**Excerpted text:**
━━━━━━━━━━━━━━━━━━━━━━━━━━━━━━

“The paradigm in healthcare services shifted toward patient-centered care. As a result, the results of patient experience evaluation will directly affect the profits of medical institutions and all medical indices. Therefore, patient experience evaluation will grow more in the future.”
So said Kim Sae-chul, president of the Korean Society of Healthcare Design (KSHD), at an online event on Tuesday to celebrate the publishing of the book “Focus on Patient Experience,” authored by the KSHD and published by The Korean Doctors’ Weekly. Kim is also the director-general of Myongji Hospital.
Evaluation of patient experience measures a hospital’s medical services, such as whether doctors respect patients and provide care that meets the individual patients' needs, preferences, and values.
The government has required 100 beds or more medical institutions to get patient experience evaluation since May 2021. After that, the government pays different subsidies to hospitals, depending on the results.
As patients’ demands for hospitals and doctors grow, patient experience evaluation will become more crucial in the future, Kim said.
“Healthcare innovation takes place thanks to the advancement of science and technology. Still, the number of medical disputes rises every year. Most of the disputes occur because doctors fail to explain to patients sufficiently,” Kim said. “Despite innovation in medical care, patients are increasingly unhappy because their demand has grown.”

━━━━━━━━━━━━━━━━━━━━━━━━━━━━━━

**Data to examine:**

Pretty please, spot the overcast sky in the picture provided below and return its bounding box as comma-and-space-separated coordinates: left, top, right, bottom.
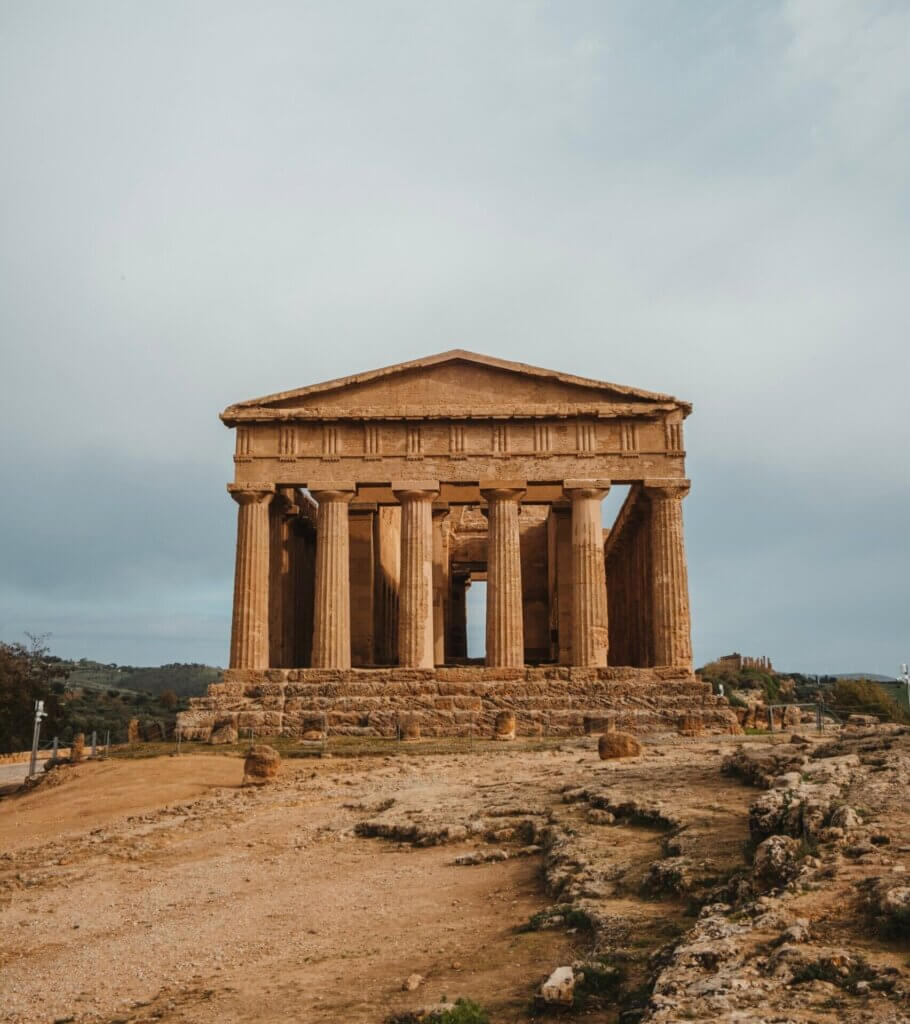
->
0, 0, 910, 675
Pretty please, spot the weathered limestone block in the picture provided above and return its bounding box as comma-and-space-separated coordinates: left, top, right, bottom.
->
70, 732, 85, 764
209, 723, 237, 743
398, 715, 421, 739
493, 711, 515, 739
244, 743, 281, 785
176, 707, 215, 742
597, 732, 642, 761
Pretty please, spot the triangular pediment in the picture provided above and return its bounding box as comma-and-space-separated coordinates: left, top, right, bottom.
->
222, 349, 689, 424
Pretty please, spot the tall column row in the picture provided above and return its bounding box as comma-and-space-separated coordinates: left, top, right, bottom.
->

━━━━━━━━━━━━━━━━━━━━━━━━━━━━━━

**Required work:** Continue the article on patient experience evaluation in Korean hospitals with a few more paragraphs, picking up after its final quotation.

**Answer space:**
In the past, for example, an inpatient used to be grateful for receiving an extra blanket, but now, patients tend to complain that hospital staff left without covering them with it, Kim went on to say.
“Any patient can now access a medical website to get the latest medical technology and information, so the quantity and quality of information held by patients have greatly changed,” he said. “This is why hospitals post patient’s rights on their websites.”
Kim noted that physicians’ attitudes were the most closely related to patient satisfaction among many factors such as physicians’ skills and attitudes, hospital facilities and environment, user convenience, and medical expenses.
He emphasized the need for educating doctors on patient experience evaluation.
“People generally assume that hospital environment and facilities need to be improved to raise patient satisfaction. But the more important thing is doctors' attitudes,” Kim said. “This applies to all kinds of medical institutions.”
Suppose a doctor communicates with a patient with a focus on the patient. In that case, the patient will more likely reduce smoking and drinking as told by the doctor, exercise regularly, and become better at self-management.
According to Kim, when hospitals introduced the patient experience evaluation system, hospital operators used to wonder what the system had to do with revenue.
However, as hospitals made a steady effort to improve the service quality, hospital directors could accept that patient experience was closely related to the hospital's survival, he said.
He also called for doctors and medical institutions to endeavor to make better patient experience evaluation tools.